TASK INPUTS:
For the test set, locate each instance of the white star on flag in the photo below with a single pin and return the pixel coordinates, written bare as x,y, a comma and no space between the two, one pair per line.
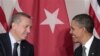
51,19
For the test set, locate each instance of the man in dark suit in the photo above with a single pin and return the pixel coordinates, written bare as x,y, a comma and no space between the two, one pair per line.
21,24
82,32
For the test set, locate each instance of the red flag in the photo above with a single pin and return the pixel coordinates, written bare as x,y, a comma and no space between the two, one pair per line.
3,20
54,38
94,11
50,32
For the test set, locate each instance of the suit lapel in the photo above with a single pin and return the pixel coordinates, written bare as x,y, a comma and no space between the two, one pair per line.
23,49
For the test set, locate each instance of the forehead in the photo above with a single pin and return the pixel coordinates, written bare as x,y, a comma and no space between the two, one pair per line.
25,20
74,23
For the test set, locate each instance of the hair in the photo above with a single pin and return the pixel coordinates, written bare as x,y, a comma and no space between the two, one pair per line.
85,20
16,17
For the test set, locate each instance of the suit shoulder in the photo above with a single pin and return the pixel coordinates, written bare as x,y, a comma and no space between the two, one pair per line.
24,42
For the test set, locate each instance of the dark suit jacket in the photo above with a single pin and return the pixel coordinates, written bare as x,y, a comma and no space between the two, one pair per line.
5,46
94,49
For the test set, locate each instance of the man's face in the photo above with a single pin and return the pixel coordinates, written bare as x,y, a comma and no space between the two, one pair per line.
22,29
76,31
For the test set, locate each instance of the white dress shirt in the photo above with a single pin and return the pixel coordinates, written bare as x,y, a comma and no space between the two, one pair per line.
12,39
88,45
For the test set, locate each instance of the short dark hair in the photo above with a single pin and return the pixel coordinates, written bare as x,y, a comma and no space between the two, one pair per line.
16,17
85,20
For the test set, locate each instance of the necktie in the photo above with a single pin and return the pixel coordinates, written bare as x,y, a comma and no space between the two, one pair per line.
83,51
15,53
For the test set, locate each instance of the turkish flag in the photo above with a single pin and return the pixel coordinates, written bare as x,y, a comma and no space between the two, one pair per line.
94,11
50,31
54,38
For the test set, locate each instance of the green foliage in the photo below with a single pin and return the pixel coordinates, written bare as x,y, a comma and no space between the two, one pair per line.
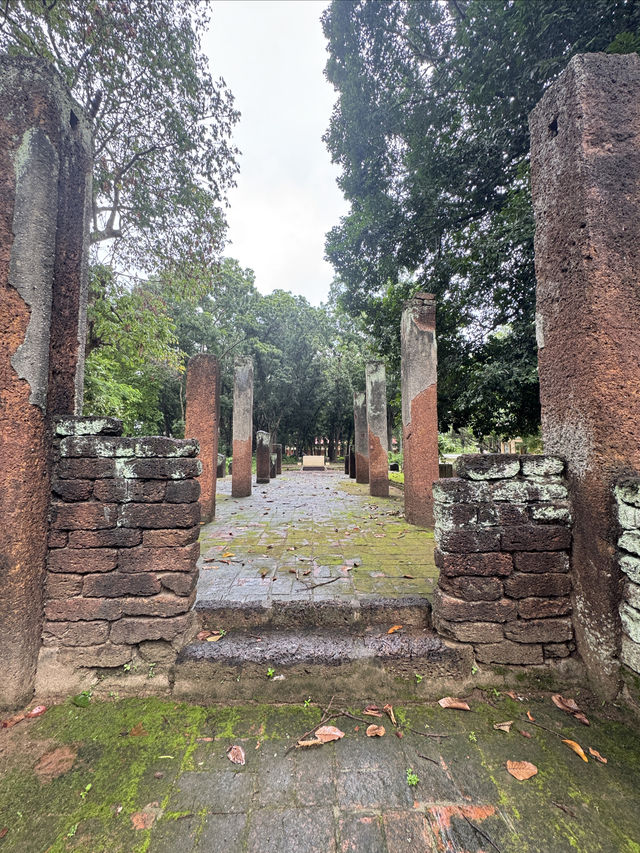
430,132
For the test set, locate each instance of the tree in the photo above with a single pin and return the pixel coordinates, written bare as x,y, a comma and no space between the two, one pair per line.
430,131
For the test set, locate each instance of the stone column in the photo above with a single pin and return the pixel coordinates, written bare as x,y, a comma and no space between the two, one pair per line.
45,175
242,427
419,407
202,423
377,429
362,437
585,173
263,457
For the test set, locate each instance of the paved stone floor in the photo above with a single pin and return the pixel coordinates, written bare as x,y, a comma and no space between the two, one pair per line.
311,535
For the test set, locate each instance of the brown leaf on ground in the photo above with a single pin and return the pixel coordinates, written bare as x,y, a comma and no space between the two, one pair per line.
55,763
450,702
328,733
572,744
597,755
521,770
235,754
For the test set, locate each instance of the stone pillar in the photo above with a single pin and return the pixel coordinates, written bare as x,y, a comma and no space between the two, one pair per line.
362,437
377,429
263,457
419,407
585,173
202,423
242,428
45,175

DIRECTIONS FOR THIS TASK:
Go to the line containing "For the test set, locate each instance of the green" and set it down, along with every later line through the last one, exactly as written and without the pictures.

FINISHED EXERCISE:
For the test set, locate each instance of the green foliage in the photo below with a single pin and return the pixel coordinates, written bare as x,y, a comma and no space between the two, one pair per line.
430,132
For the test set, locate each instance of the tree in the photo above with a single pin and return the pixel coordinates, written bare as x,y, a comma and no space between the two, one pair per line.
430,131
For the test set, locate each instance of the stone column in the photo above with a single pin and return the pixel coordinates, written bare as x,y, a comma and no space between the two, one pair per line.
45,175
242,427
419,407
202,423
377,429
362,437
585,173
263,457
For the test set, locate each instance of the paved stone floor in the photo above with a single pin and return the pixel coordinates, written bare as x,y, a comma and no space between the two, one pair per line.
311,535
For the test set, locate each instance of the brown leaf on ground in the photo above with a single pin and return the pixel coordinates, written bare as x,y, a comma and no space between the two, one pair per line.
55,763
450,702
328,733
572,744
597,755
521,770
235,754
For the test set, locate each instance of the stone pillar in the photo above with a single pin and return the pixel coordinates, written bare as x,y, a comma and no space between the two, one pair per line.
362,437
377,429
263,457
419,407
585,173
202,423
242,428
45,175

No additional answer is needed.